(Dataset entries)

--------------------

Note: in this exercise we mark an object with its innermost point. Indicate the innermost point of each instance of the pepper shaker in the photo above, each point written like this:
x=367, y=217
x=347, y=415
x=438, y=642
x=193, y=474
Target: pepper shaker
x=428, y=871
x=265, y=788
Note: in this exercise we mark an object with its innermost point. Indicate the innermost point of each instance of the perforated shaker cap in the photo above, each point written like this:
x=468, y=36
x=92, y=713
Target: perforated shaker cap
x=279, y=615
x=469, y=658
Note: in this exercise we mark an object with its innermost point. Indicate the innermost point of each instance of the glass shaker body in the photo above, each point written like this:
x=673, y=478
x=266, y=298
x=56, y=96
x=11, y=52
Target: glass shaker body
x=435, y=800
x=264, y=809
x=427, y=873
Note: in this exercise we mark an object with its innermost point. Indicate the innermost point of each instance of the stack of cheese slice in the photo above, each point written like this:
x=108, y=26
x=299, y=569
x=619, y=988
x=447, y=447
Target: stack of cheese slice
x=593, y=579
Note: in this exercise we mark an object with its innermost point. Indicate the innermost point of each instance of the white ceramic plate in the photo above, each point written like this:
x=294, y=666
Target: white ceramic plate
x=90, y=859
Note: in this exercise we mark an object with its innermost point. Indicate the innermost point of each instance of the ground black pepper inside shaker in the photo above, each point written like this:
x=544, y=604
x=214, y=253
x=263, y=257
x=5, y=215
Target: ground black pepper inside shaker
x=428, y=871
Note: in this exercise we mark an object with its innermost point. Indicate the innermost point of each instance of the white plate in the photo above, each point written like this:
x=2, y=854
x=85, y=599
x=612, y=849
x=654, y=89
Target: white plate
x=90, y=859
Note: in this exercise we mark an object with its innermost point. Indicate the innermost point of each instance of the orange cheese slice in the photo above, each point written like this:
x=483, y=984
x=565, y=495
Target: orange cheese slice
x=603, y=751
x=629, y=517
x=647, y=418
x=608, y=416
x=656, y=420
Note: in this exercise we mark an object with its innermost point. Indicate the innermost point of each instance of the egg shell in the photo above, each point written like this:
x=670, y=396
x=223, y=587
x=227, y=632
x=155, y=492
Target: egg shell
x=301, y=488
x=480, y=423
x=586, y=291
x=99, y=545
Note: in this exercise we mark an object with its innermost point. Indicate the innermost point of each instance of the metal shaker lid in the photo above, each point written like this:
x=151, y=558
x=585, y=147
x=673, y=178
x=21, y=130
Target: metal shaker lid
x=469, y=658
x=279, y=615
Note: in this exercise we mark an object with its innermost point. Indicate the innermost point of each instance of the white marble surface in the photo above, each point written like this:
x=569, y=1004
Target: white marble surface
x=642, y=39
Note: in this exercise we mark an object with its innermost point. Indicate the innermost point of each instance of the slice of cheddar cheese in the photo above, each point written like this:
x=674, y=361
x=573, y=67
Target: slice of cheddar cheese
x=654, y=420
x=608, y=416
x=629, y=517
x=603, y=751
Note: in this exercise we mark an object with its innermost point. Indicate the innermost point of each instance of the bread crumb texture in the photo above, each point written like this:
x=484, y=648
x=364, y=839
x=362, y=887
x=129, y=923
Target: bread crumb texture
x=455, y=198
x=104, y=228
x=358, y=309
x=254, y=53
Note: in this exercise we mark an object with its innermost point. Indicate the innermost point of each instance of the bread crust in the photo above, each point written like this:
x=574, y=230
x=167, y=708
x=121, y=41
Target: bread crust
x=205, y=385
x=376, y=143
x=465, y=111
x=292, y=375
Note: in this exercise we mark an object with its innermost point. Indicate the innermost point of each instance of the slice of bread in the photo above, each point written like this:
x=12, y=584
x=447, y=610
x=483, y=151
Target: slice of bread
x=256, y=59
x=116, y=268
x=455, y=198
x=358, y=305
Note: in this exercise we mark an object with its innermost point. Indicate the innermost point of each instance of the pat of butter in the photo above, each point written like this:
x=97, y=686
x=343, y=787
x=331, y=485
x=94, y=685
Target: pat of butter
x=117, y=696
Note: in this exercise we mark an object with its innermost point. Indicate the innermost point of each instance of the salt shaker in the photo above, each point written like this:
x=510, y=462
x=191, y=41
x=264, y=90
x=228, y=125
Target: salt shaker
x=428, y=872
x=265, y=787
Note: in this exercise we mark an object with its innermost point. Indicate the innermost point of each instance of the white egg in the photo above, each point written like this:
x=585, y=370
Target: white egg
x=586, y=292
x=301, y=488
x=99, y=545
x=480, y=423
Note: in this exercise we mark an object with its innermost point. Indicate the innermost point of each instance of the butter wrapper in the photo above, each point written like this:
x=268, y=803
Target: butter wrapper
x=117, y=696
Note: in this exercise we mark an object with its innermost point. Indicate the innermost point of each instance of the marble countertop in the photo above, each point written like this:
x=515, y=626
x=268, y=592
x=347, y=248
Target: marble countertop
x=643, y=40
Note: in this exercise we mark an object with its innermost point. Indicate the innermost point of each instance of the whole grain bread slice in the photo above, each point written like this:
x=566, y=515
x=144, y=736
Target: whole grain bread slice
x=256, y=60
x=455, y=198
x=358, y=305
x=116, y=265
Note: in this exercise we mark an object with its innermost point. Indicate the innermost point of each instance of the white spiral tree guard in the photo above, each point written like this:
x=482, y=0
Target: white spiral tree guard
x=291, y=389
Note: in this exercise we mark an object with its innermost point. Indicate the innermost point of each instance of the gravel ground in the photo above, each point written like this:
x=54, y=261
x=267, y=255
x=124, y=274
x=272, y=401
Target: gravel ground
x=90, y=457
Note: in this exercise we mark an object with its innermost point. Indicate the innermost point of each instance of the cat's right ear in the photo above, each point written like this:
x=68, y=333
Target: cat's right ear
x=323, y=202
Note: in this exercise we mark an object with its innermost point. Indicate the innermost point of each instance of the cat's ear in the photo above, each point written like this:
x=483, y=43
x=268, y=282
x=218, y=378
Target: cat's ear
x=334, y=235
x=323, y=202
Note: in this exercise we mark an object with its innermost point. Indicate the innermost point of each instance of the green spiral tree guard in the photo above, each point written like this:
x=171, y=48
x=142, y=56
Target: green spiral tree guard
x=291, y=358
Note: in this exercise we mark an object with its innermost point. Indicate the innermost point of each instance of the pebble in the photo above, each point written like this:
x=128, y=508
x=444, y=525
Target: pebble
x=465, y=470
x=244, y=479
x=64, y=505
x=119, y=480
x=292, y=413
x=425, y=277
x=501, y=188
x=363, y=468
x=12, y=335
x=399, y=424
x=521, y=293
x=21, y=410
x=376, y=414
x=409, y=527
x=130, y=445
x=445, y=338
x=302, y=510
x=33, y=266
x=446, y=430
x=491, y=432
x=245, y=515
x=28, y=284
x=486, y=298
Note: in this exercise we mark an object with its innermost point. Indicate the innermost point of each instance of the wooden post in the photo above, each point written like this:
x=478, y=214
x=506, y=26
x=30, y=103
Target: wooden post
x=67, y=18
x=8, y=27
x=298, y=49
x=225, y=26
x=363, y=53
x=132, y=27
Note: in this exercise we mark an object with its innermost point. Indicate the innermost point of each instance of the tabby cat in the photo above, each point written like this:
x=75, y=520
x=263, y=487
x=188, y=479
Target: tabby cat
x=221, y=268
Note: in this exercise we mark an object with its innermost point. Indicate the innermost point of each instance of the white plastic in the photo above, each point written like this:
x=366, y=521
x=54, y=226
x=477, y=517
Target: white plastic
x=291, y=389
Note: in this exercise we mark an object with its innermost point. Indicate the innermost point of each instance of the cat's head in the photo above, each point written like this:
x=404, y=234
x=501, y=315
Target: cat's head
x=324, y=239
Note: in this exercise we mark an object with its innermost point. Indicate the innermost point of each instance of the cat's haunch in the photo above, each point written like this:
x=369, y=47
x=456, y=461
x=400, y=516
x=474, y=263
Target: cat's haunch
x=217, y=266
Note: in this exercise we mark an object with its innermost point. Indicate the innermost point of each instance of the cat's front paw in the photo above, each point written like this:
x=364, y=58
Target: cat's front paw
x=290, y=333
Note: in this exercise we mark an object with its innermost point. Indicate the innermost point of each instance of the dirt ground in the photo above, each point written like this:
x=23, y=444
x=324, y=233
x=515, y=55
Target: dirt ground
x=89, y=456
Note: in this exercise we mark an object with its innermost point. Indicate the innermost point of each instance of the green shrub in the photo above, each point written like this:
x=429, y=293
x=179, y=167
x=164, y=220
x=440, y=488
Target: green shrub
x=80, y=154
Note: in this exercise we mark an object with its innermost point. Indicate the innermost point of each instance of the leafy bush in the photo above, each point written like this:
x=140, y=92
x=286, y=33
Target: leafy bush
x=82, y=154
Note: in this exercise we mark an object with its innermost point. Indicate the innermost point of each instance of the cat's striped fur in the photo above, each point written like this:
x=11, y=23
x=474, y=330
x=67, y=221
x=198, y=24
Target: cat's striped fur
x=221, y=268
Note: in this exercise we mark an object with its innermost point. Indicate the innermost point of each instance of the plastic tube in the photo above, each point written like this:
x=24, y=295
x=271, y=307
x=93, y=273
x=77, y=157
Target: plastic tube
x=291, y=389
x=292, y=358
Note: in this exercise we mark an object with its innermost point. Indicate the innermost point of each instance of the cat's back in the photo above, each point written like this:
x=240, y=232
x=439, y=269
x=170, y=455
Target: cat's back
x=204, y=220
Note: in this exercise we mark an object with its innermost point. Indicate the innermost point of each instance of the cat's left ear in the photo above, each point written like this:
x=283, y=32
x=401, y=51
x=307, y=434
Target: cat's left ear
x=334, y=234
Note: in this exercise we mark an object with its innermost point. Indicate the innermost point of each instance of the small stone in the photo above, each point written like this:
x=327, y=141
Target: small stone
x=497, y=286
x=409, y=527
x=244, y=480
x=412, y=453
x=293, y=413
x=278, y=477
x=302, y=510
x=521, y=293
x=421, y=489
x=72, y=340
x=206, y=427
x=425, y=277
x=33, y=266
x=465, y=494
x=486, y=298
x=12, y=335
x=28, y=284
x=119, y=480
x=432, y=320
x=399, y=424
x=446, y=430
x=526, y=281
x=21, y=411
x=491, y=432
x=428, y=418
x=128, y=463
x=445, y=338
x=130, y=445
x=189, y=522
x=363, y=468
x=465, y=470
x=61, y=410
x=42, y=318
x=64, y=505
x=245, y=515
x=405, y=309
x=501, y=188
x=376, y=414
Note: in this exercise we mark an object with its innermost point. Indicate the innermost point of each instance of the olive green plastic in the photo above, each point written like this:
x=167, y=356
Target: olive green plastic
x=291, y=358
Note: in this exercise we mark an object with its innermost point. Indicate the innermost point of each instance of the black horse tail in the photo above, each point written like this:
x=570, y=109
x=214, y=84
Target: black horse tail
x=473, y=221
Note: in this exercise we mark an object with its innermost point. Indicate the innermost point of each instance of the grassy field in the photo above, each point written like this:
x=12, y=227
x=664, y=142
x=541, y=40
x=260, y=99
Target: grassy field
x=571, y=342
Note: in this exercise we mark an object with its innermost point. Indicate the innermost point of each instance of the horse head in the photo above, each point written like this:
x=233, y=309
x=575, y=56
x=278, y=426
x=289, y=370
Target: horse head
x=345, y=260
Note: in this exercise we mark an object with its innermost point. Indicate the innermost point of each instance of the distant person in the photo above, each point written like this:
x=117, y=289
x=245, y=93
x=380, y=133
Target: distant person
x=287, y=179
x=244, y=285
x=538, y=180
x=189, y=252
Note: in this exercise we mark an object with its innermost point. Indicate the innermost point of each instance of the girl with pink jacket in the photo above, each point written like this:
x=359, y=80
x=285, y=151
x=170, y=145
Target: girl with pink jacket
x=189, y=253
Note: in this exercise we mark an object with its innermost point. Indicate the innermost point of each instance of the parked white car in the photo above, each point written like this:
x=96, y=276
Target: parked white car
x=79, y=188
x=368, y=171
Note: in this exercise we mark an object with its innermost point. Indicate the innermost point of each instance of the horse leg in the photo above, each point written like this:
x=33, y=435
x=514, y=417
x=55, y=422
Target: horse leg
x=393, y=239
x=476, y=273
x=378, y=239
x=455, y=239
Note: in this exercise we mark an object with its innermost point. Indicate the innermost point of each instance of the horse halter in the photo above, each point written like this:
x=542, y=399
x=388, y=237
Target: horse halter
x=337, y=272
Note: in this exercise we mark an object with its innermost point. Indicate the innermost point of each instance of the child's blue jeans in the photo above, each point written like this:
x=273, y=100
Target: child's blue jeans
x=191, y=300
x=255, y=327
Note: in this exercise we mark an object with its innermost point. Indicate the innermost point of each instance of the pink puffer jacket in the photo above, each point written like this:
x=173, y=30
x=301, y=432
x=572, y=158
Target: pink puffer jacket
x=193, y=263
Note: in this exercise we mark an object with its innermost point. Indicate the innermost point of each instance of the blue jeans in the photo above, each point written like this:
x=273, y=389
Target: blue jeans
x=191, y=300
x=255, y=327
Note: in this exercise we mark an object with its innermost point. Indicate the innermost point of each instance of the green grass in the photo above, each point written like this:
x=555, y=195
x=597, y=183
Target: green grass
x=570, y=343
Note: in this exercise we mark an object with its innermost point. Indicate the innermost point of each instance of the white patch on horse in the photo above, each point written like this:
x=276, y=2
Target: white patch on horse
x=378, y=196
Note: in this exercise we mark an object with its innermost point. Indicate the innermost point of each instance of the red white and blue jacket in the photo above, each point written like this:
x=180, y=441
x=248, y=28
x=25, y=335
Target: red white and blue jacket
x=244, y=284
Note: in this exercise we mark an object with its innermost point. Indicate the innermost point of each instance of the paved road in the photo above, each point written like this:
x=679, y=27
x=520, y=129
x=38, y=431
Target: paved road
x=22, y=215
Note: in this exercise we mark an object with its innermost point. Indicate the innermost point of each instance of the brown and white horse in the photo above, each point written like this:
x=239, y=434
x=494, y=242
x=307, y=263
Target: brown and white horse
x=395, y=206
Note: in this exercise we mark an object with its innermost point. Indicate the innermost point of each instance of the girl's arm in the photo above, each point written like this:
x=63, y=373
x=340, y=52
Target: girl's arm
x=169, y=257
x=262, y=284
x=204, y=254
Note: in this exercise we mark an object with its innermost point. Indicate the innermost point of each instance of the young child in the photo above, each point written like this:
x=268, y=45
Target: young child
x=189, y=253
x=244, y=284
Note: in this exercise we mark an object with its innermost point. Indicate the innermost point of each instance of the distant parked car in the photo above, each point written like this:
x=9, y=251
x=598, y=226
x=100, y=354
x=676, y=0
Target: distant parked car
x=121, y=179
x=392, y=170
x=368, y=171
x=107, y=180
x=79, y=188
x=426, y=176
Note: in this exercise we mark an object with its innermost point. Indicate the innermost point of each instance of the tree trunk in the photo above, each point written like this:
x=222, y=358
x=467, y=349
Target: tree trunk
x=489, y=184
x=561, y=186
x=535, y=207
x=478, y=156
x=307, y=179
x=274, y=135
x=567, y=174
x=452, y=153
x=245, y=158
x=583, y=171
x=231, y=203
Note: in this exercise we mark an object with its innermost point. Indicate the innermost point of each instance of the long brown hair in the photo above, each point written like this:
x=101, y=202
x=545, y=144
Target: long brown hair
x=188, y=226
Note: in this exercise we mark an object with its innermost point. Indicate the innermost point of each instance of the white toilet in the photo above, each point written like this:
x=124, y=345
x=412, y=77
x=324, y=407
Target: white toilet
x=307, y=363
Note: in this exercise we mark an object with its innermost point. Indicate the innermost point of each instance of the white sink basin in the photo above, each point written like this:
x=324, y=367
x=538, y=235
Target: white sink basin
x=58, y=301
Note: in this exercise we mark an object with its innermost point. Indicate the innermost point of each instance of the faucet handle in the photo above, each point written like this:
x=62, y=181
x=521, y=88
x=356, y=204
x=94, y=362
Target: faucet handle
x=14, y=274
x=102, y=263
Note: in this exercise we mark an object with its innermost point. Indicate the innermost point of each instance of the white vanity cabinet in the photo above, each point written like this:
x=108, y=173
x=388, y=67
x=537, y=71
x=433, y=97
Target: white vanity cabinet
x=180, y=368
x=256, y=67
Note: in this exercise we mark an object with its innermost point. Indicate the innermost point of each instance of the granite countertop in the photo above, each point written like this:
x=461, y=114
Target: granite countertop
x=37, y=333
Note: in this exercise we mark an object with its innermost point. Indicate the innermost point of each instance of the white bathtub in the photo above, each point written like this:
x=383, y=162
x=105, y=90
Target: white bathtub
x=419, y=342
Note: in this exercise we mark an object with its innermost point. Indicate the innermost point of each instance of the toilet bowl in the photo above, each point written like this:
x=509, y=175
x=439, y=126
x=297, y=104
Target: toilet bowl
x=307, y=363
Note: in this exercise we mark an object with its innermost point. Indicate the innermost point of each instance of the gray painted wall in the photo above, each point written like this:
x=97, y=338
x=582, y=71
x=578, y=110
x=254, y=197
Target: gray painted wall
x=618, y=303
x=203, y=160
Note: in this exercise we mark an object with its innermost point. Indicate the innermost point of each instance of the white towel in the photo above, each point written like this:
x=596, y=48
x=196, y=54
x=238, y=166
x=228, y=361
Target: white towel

--------------------

- _Exercise prompt_:
Please show every line of the entries above that contains the word "towel".

- _Task answer_:
Note: in this exercise we mark an object with its innermost point. Indicate the innermost point of each instance of the white towel in the photo above, each point written like this:
Target: white towel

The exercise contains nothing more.